▶ _Your objective_
Copy out the items below word for word, starting at the line that contains "Mark every instance of the apartment" and continuing up to and including the line that contains "x=215 y=819". Write nothing before or after those lines.

▶ _Task inputs_
(begin)

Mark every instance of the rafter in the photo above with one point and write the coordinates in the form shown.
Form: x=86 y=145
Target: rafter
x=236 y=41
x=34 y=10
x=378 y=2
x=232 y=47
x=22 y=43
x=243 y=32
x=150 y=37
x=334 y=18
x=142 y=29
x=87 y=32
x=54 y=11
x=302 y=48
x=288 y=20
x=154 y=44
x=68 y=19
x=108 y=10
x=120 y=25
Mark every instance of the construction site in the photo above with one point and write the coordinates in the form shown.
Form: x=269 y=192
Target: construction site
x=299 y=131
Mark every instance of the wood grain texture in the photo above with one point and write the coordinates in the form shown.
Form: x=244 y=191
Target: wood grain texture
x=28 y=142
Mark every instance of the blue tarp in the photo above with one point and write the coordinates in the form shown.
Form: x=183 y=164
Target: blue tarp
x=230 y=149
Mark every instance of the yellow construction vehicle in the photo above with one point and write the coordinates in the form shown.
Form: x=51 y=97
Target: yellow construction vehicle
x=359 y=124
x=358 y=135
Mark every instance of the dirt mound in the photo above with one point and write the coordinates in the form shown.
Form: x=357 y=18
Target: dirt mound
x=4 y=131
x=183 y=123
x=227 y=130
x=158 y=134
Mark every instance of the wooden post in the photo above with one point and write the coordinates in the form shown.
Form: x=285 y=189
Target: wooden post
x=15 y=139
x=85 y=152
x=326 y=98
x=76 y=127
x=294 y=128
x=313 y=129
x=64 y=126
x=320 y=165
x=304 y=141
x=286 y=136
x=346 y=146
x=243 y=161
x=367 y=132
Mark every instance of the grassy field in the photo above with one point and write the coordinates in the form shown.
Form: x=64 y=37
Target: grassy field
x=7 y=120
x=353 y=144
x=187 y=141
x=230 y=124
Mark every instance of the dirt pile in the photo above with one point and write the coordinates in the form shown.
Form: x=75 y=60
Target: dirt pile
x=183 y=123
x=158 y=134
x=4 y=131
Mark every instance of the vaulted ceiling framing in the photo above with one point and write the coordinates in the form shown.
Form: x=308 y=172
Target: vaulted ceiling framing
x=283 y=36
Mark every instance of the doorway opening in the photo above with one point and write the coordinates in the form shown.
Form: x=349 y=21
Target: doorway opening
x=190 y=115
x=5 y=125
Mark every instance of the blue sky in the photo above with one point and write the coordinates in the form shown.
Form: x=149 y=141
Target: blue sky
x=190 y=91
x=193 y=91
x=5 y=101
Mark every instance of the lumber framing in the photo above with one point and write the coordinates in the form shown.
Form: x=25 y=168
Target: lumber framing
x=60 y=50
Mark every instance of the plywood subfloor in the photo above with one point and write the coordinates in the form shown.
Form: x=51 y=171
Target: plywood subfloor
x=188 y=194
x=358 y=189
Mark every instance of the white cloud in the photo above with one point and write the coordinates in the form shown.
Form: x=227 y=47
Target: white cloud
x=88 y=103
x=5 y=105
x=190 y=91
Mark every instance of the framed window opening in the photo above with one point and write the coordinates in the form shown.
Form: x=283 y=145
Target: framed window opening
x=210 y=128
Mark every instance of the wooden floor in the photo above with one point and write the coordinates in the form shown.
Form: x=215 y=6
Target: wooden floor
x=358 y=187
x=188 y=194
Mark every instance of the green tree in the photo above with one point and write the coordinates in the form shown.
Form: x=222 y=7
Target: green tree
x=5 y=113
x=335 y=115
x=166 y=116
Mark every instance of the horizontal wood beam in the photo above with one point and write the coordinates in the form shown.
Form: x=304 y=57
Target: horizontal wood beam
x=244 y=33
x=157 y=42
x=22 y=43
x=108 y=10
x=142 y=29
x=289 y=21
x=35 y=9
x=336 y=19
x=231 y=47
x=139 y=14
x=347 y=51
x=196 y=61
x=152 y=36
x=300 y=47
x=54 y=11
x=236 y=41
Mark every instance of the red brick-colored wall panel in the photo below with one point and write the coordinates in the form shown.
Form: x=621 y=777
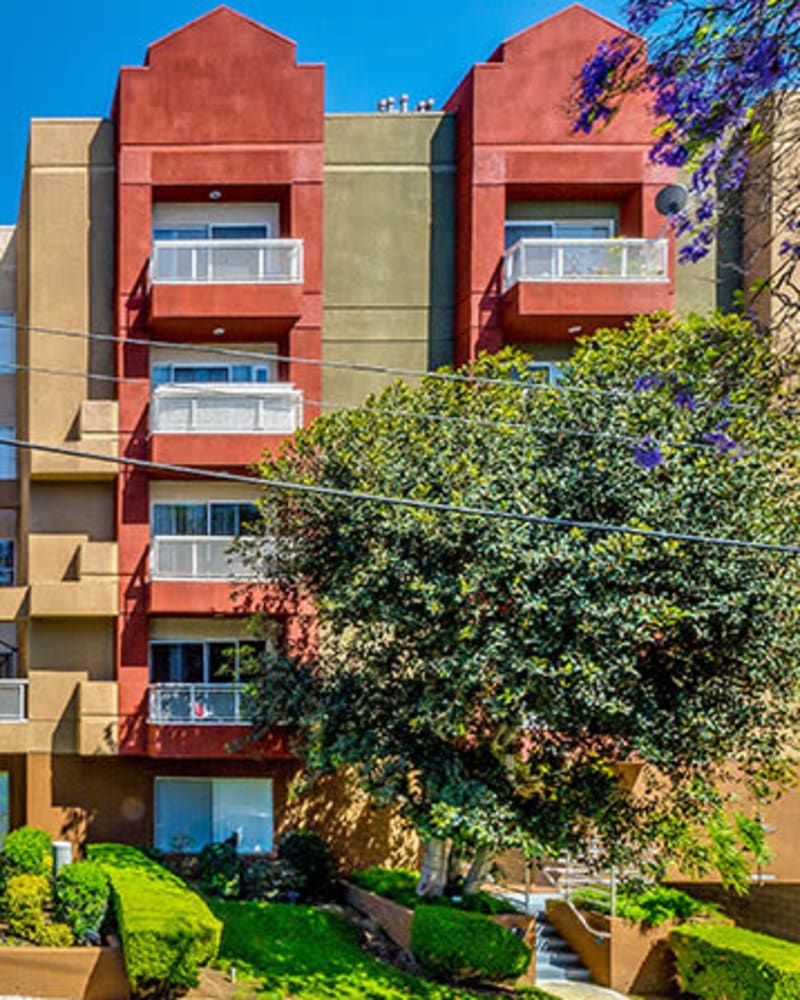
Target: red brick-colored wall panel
x=515 y=142
x=220 y=104
x=220 y=79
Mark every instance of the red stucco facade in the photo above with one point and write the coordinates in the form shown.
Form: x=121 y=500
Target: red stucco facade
x=220 y=105
x=515 y=143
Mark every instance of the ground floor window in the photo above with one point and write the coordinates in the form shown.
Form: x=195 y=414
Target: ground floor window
x=193 y=812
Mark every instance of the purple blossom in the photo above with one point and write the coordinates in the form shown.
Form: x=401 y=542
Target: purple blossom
x=647 y=454
x=644 y=383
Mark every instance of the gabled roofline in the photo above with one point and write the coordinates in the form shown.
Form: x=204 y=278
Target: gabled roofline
x=222 y=8
x=497 y=55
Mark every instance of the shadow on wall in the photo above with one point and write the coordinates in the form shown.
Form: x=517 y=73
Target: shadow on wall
x=359 y=834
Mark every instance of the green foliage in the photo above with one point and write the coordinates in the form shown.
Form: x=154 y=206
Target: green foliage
x=313 y=861
x=81 y=894
x=26 y=897
x=309 y=954
x=167 y=931
x=27 y=851
x=652 y=907
x=55 y=936
x=466 y=945
x=400 y=885
x=219 y=870
x=728 y=963
x=490 y=675
x=269 y=879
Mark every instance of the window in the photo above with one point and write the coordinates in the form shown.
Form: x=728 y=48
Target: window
x=559 y=229
x=226 y=519
x=6 y=562
x=201 y=374
x=8 y=454
x=201 y=661
x=193 y=812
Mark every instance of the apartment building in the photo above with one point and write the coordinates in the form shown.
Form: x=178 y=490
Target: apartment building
x=219 y=209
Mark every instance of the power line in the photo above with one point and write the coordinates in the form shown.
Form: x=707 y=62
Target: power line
x=409 y=502
x=362 y=367
x=215 y=389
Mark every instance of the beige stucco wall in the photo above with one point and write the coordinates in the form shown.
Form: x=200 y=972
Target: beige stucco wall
x=388 y=246
x=68 y=555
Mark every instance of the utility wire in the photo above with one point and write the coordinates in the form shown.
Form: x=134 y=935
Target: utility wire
x=392 y=501
x=362 y=367
x=216 y=389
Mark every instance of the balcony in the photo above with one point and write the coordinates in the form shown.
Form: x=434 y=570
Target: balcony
x=552 y=286
x=195 y=557
x=13 y=700
x=199 y=705
x=226 y=409
x=245 y=286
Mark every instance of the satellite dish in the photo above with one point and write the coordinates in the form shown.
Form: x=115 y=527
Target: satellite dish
x=671 y=199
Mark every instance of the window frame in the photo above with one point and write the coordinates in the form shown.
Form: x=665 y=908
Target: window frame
x=215 y=819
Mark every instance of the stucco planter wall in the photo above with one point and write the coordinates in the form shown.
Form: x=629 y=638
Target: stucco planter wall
x=619 y=954
x=395 y=921
x=66 y=973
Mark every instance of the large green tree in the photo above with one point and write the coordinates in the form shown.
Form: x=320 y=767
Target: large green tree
x=501 y=679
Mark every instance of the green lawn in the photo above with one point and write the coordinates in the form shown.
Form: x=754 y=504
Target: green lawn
x=301 y=953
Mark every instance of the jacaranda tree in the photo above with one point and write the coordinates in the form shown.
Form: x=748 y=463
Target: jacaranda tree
x=724 y=83
x=505 y=676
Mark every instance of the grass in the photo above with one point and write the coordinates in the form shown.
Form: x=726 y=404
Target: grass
x=302 y=953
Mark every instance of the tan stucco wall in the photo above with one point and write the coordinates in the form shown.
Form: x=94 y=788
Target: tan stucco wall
x=388 y=247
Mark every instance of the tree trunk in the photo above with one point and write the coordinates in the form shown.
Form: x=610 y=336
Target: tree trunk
x=433 y=874
x=478 y=870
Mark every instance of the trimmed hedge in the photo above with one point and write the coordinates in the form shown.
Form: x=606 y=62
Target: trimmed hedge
x=167 y=931
x=716 y=962
x=460 y=945
x=82 y=892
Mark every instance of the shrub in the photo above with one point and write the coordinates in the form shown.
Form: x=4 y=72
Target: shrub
x=82 y=892
x=219 y=870
x=652 y=907
x=716 y=961
x=311 y=858
x=167 y=931
x=267 y=879
x=55 y=936
x=27 y=851
x=459 y=945
x=400 y=885
x=26 y=897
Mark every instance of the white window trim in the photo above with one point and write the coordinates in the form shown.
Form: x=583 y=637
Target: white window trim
x=270 y=839
x=196 y=503
x=197 y=641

(end)

▶ _Expected output_
Mark every instance of the apartment building in the photo above with one point and write the coordinates in the form shown.
Form: x=178 y=490
Target: apartment building
x=219 y=209
Mark every instance of the power line in the photo above with one point and write the coordinates in the form shown.
Form: x=707 y=62
Target: power line
x=409 y=502
x=362 y=367
x=215 y=389
Mark every instance of the beige stucco wall in the photo above with one point and write the coordinates in the form shown.
Form: x=200 y=972
Target: beige stucco wall
x=388 y=246
x=68 y=555
Mark every instance of the utility wire in the photo above with one point and write the coordinates in the form shown.
Form: x=134 y=935
Target: utility wire
x=392 y=501
x=362 y=367
x=216 y=389
Mark every instance of the balcony in the photo above with one point and write the coordinates in the form shown.
Form: x=434 y=570
Target: balcony
x=552 y=286
x=195 y=557
x=13 y=700
x=199 y=705
x=226 y=409
x=245 y=286
Mark every instance of the satellite dish in the photo above with one point and write the coordinates in the form shown.
Form: x=115 y=527
Target: satellite dish
x=671 y=199
Mark every instance of the window frame in the photo above with one point and write the coordinates in the form shown.
Form: x=665 y=908
Target: window frame
x=215 y=819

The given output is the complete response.